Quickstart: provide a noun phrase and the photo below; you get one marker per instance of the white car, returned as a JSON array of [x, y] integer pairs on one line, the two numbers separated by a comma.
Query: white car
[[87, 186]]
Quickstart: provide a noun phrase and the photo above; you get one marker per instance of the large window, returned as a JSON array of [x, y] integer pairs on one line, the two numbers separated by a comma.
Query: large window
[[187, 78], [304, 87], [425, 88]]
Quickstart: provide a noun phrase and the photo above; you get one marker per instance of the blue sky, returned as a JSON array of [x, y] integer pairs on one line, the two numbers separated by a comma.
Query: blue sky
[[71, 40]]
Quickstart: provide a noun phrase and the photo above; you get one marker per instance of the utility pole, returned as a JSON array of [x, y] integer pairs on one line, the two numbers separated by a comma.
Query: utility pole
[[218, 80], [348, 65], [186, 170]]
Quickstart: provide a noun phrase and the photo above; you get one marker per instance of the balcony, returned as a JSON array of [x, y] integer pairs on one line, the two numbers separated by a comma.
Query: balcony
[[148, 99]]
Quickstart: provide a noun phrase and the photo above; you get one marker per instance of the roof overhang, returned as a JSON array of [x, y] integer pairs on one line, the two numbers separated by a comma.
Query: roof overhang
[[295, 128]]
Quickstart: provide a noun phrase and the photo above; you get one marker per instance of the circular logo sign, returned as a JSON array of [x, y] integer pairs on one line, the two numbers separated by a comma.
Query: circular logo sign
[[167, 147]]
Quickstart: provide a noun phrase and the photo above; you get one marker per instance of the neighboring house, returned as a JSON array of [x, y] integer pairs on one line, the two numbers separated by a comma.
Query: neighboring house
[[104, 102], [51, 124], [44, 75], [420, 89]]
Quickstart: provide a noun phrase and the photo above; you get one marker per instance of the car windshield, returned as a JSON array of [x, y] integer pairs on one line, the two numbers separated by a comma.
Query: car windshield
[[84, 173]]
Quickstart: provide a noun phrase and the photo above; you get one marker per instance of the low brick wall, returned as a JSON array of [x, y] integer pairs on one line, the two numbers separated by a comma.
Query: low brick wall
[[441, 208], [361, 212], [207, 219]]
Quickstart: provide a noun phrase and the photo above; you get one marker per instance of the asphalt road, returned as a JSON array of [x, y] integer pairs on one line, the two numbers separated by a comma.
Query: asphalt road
--
* [HOW TO COMPLETE THIS TASK]
Counting the lines above that hold "road", reply with the number and no other words.

* [TASK ANSWER]
2